Provided data:
---*---

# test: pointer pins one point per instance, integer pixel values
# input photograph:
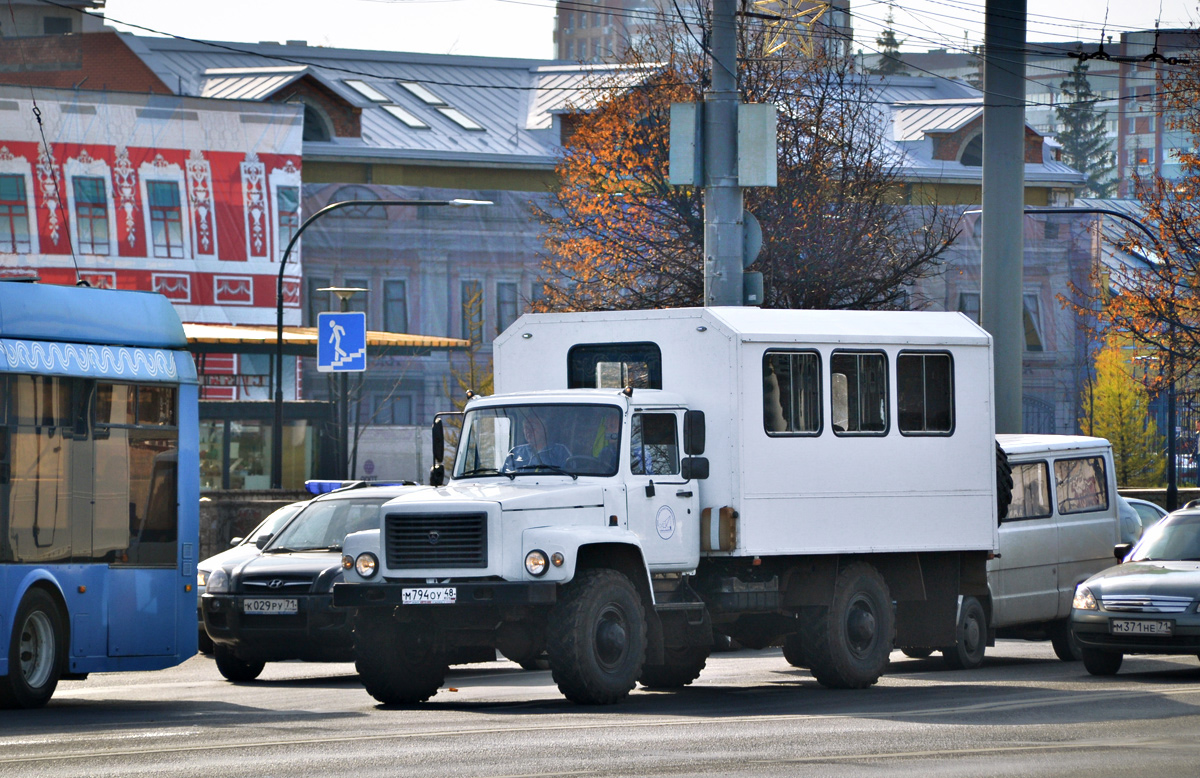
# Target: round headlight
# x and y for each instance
(366, 564)
(219, 582)
(537, 563)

---*---

The task: Swap "instance" for "object" throughout the data above, keep every other line unchanged, and leave out the pictures.

Problem solution:
# test: pointer pins one point per object, integer pixel values
# input photograph:
# Target: round headlight
# x and y for each object
(366, 564)
(219, 582)
(537, 563)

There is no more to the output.